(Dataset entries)
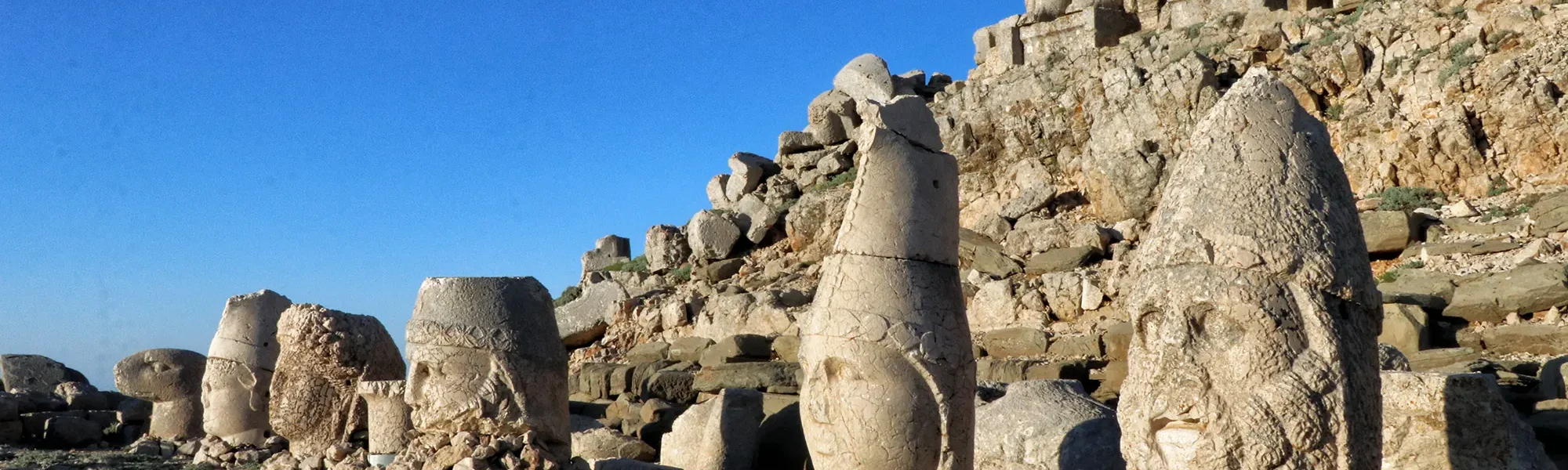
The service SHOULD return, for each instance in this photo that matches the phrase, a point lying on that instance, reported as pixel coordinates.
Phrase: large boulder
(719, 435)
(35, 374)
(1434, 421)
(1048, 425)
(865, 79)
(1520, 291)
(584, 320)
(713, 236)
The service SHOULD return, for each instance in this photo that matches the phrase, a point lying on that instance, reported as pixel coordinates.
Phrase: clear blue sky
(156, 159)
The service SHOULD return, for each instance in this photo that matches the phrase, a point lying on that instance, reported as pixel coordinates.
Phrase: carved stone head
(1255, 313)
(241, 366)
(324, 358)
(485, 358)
--
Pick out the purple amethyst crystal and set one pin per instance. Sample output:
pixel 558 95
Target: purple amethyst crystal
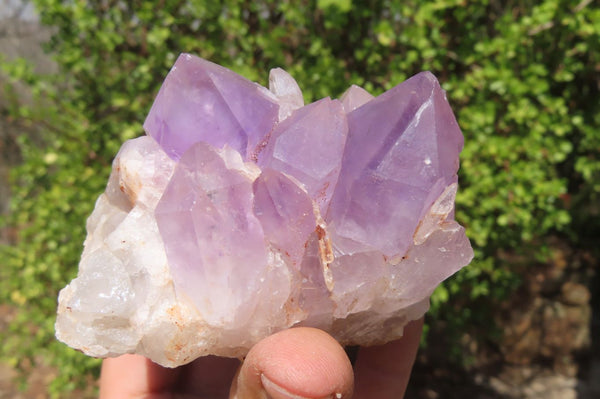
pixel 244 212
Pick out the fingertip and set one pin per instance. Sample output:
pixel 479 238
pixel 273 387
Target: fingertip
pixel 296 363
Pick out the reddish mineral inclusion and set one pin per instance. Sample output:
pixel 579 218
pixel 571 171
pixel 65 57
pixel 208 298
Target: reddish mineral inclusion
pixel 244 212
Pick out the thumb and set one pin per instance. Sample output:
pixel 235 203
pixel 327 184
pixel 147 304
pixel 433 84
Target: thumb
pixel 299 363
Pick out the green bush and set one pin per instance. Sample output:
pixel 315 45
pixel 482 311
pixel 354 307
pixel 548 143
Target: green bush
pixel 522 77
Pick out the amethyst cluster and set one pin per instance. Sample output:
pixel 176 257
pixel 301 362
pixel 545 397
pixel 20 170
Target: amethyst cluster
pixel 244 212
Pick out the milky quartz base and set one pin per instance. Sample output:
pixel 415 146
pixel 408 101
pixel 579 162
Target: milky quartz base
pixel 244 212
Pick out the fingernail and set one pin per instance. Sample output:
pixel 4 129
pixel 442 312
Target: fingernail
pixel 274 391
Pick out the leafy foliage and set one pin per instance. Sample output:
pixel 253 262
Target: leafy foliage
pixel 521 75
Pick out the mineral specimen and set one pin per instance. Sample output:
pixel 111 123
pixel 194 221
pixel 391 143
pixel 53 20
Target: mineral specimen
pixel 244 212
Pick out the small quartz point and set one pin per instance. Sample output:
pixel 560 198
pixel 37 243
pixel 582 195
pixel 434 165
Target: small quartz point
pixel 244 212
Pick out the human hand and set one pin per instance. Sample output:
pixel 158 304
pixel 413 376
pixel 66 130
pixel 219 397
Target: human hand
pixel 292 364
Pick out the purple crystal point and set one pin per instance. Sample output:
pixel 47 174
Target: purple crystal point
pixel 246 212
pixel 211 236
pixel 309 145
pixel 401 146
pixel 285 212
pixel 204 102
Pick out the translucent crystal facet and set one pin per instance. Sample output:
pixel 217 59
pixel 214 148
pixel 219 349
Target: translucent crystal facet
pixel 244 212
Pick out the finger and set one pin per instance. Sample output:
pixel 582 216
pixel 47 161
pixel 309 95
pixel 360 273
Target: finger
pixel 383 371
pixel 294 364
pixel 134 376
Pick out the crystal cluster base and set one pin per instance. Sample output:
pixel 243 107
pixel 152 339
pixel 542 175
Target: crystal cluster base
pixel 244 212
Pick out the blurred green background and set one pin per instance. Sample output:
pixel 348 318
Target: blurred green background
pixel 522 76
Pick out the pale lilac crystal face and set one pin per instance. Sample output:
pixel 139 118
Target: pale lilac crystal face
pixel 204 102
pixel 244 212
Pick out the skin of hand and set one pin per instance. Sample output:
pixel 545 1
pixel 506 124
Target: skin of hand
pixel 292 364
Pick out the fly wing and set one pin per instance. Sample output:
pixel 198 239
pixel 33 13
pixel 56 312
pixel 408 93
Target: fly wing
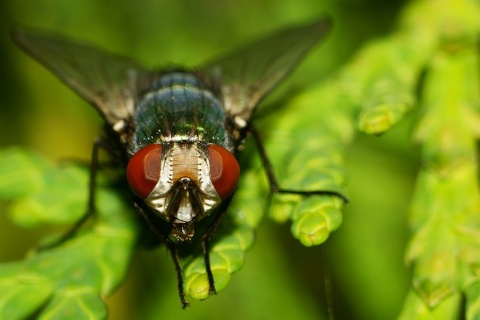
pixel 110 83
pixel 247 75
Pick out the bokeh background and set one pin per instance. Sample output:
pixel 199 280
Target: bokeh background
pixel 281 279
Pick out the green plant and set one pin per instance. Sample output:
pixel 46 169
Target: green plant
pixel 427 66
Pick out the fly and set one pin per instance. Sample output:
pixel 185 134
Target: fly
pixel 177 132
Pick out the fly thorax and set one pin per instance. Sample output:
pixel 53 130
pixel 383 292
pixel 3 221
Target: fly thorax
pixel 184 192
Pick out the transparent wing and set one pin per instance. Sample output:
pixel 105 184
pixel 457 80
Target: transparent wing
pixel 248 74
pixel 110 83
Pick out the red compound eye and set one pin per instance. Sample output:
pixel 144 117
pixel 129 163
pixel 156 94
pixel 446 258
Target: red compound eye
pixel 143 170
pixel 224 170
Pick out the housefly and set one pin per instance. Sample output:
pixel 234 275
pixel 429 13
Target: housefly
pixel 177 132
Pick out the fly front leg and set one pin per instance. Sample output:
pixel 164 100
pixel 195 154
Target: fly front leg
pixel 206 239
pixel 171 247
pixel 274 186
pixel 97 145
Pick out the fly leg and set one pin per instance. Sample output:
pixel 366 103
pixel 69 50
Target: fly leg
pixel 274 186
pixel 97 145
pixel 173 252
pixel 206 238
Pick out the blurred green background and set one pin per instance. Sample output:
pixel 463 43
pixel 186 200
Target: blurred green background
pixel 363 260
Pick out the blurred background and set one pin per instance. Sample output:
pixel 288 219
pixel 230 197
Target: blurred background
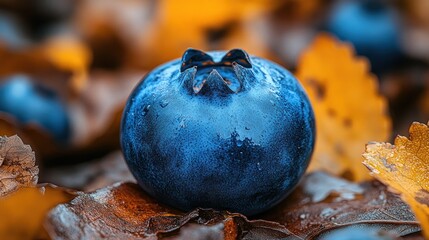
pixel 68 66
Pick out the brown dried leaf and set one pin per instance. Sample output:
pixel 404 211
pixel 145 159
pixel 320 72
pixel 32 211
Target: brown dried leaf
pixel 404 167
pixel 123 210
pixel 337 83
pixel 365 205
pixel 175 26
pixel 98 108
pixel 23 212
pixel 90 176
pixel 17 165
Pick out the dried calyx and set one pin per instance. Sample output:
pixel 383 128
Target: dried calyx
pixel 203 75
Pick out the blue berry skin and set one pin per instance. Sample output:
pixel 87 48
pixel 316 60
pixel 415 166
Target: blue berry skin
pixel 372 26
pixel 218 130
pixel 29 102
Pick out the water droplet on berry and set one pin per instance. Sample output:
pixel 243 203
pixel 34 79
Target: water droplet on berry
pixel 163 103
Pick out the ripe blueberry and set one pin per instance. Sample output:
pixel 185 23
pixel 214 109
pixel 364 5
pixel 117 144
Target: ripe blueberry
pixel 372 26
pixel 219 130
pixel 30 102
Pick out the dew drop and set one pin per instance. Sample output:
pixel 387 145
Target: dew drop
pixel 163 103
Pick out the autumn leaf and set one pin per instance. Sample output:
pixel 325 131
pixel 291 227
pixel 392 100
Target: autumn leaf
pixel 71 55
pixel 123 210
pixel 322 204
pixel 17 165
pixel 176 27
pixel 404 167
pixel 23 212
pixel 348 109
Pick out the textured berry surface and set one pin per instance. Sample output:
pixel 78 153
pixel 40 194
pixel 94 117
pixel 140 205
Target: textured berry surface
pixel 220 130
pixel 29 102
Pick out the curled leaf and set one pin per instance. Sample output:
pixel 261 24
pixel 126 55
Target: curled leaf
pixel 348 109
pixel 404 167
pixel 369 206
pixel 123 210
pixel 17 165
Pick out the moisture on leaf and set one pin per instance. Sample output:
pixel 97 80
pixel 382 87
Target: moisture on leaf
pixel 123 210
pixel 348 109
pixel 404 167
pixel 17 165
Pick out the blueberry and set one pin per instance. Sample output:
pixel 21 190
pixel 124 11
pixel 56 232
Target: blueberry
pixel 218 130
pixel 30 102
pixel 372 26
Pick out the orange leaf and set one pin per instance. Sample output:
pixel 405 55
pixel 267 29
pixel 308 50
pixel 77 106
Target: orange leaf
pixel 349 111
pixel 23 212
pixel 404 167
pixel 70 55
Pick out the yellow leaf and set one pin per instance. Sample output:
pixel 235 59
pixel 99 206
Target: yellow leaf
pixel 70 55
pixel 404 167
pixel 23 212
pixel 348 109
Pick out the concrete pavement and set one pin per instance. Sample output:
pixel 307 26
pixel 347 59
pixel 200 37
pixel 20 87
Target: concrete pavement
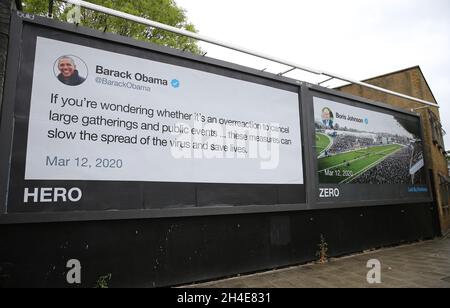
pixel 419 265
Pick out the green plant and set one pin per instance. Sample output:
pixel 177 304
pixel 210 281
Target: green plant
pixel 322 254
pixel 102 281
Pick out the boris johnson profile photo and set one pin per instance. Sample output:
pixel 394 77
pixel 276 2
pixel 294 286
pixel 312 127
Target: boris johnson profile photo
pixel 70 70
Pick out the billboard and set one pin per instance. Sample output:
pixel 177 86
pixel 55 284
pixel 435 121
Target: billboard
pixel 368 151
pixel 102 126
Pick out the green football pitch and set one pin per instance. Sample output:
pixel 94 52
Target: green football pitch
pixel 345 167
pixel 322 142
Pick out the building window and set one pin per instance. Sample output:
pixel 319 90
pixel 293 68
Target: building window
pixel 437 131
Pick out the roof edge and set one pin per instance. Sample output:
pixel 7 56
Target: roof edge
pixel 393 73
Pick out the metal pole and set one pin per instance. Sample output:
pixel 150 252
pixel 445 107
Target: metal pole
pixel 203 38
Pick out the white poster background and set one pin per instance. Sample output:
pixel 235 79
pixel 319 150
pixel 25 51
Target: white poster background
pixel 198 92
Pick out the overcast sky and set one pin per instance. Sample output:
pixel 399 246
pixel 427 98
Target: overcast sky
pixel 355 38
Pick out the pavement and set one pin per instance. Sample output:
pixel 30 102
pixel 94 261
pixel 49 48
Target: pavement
--
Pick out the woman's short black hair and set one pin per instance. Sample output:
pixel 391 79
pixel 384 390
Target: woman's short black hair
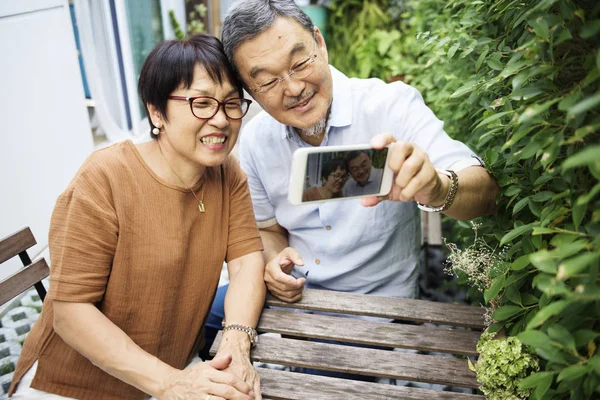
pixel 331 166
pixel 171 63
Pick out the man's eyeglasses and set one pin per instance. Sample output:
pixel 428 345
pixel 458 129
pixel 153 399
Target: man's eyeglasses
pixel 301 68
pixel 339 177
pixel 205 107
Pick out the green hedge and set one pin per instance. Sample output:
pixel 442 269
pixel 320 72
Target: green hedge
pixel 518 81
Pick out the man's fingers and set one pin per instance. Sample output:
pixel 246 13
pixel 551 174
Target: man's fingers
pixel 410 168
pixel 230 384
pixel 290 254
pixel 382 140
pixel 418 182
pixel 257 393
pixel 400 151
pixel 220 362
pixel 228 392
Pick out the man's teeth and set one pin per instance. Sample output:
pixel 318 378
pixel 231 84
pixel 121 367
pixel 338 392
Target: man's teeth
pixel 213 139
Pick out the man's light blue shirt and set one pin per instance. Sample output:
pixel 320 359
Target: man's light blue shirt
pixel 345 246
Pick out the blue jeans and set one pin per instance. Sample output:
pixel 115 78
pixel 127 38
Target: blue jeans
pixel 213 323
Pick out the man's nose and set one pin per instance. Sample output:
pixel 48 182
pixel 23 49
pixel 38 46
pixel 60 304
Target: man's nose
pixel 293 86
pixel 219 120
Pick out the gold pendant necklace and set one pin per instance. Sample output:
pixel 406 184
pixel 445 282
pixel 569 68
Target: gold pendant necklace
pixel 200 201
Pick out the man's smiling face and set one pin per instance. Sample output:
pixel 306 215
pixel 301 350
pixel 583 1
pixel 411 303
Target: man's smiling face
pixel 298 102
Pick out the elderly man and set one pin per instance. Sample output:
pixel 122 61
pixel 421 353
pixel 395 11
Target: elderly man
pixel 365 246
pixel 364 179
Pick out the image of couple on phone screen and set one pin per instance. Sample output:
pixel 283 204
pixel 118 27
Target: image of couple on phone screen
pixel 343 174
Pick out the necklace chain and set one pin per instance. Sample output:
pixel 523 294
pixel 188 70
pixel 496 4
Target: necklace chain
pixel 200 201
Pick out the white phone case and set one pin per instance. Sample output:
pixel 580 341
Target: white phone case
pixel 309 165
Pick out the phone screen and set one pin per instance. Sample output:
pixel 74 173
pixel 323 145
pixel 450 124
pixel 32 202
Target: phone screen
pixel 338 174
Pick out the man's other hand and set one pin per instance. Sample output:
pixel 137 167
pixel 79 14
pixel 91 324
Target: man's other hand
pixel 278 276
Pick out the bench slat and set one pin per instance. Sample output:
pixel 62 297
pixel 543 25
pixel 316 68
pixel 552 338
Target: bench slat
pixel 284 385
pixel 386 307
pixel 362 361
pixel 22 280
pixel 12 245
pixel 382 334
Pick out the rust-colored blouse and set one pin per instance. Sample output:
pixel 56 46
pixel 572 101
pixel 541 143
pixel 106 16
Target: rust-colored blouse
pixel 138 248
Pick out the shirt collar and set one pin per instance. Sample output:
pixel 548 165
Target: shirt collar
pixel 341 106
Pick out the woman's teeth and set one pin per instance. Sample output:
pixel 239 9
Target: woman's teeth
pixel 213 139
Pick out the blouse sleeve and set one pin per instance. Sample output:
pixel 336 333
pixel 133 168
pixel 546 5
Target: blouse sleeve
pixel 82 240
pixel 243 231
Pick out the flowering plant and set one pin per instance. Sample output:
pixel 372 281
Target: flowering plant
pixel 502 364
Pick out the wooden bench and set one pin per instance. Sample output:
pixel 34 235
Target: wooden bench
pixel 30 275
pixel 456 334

[Problem details]
Taking the entries above, write out exactly each line from the one holding "pixel 442 269" to the one holding "pixel 552 338", both included, and stop there.

[Task output]
pixel 442 269
pixel 320 72
Target: green hedge
pixel 518 81
Pick out the man's fingers and set one pin per instance. Sample output:
pixel 246 13
pixel 551 174
Target: man's fingers
pixel 410 168
pixel 230 384
pixel 290 254
pixel 382 140
pixel 418 182
pixel 257 393
pixel 400 151
pixel 220 362
pixel 228 392
Pick out the man's teeth and set one pin per instance. Sample output:
pixel 318 378
pixel 231 84
pixel 121 367
pixel 338 392
Target: man's teeth
pixel 213 139
Pick out the man's light blue shirt and set one pin per instance. Sample output:
pixel 320 359
Target: man's light blue shirt
pixel 345 246
Pick out the blue jeans and set one pin per instance. Sample output:
pixel 115 78
pixel 127 38
Target: blue jeans
pixel 213 323
Pick out the man's nose and set one pin per instance. Sample output:
pixel 48 182
pixel 23 49
pixel 38 46
pixel 60 304
Target: man's nose
pixel 293 86
pixel 219 120
Pick out the gold pendant necklace and set one pin per instance. Sample output:
pixel 406 184
pixel 445 282
pixel 569 68
Target: gold pendant necklace
pixel 200 201
Pick out the man's smiling face and set one pin per instance. Sample output:
pixel 306 215
pixel 301 350
pixel 583 1
pixel 411 303
Target: man's smiling face
pixel 298 102
Pick out the elderly man and set one pin per instance. Sample output:
pixel 122 61
pixel 421 353
pixel 395 11
Target: elderly man
pixel 365 246
pixel 364 179
Pick out the image of couple on phone screen and set one pin per instance. Sample output:
pixel 283 204
pixel 118 27
Target: image of couple on phone screen
pixel 343 174
Pick out the necklace chain and set one pin per instance. Sample output:
pixel 523 294
pixel 188 70
pixel 496 4
Target: necklace chain
pixel 200 201
Pick out the white phone case and set one pin per instance. Sample output:
pixel 580 341
Target: white phone case
pixel 309 165
Pick out the phone screen and set one pin per instance. Sample output:
pixel 74 173
pixel 323 145
pixel 450 124
pixel 32 202
Target: phone screen
pixel 338 174
Pick out the man's other hand and set one pin per instance. Sample output:
pixel 137 167
pixel 79 14
pixel 91 324
Target: man's other hand
pixel 278 276
Pick out the bench slat and set one pin per instance. Sample output:
pixel 62 297
pixel 543 25
pixel 316 68
pixel 552 338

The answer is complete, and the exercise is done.